The FCA regime is already having a substantial positive impact and is helping to deliver the Government’s vision for an effective and sustainable consumer credit market which is able to meet consumers’ needs. The amendments considered today are, as I have already said, technical in nature. They concern the application of provisions relating to the enforceability of agreements.

Amendment 27 amends subsections (4) and (5) of Section 26A of the Financial Services and Markets Act 2000, which concern the enforcement of credit agreements by persons acting on behalf of the lender, either by administering the agreement or by collecting debts under the agreement. This amendment makes it clear that a consumer credit agreement may be enforced by anyone who is able to carry on a credit-related regulated activity lawfully under the Financial Services and Markets Act 2000. This includes firms that are exempt from the need to have FCA authorisation to carry out these activities either because the firm has an individual exemption or because it is entitled to an exemption as a member of a designated professional body. It also includes appointed representatives of authorised persons.

========================================

• _AIM OF THE TASK_
From the passage on the consumer credit amendments, return word for word the part starting with "The FCA regime" and going on through "enforceability of agreements.".

(Some rows)

========================================

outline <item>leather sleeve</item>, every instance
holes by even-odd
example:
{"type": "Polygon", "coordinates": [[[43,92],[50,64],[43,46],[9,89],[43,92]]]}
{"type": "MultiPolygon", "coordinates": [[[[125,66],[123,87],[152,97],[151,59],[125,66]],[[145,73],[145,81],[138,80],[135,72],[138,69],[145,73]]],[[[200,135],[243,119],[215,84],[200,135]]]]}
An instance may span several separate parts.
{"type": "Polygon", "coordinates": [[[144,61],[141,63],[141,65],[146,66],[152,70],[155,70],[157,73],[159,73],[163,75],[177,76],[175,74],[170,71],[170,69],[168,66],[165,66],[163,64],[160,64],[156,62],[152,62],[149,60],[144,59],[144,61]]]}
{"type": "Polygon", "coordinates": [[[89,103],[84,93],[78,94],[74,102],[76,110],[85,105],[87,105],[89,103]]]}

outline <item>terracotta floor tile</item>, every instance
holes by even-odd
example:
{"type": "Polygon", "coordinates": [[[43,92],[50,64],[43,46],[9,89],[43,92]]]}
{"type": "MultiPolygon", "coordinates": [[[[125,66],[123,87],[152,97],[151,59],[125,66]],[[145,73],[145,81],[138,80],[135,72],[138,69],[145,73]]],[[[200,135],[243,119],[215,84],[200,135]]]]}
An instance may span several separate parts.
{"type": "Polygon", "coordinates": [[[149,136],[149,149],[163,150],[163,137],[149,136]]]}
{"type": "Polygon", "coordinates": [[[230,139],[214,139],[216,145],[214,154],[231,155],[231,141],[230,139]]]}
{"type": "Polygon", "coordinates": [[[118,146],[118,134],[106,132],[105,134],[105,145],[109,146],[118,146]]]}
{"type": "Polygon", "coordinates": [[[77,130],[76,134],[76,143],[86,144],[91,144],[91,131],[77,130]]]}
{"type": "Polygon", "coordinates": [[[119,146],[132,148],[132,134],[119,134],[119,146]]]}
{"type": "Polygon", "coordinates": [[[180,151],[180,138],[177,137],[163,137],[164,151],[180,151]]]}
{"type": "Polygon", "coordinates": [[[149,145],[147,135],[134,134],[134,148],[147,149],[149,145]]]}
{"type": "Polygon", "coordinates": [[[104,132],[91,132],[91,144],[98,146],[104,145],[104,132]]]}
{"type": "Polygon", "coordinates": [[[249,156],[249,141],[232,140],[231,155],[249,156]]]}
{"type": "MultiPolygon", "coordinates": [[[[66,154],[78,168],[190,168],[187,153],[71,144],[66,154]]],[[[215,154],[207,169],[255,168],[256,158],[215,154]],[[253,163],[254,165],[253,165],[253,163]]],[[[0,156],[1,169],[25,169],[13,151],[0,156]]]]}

========================================

• _EXERCISE ANSWER_
The FCA regime is already having a substantial positive impact and is helping to deliver the Government’s vision for an effective and sustainable consumer credit market which is able to meet consumers’ needs. The amendments considered today are, as I have already said, technical in nature. They concern the application of provisions relating to the enforceability of agreements.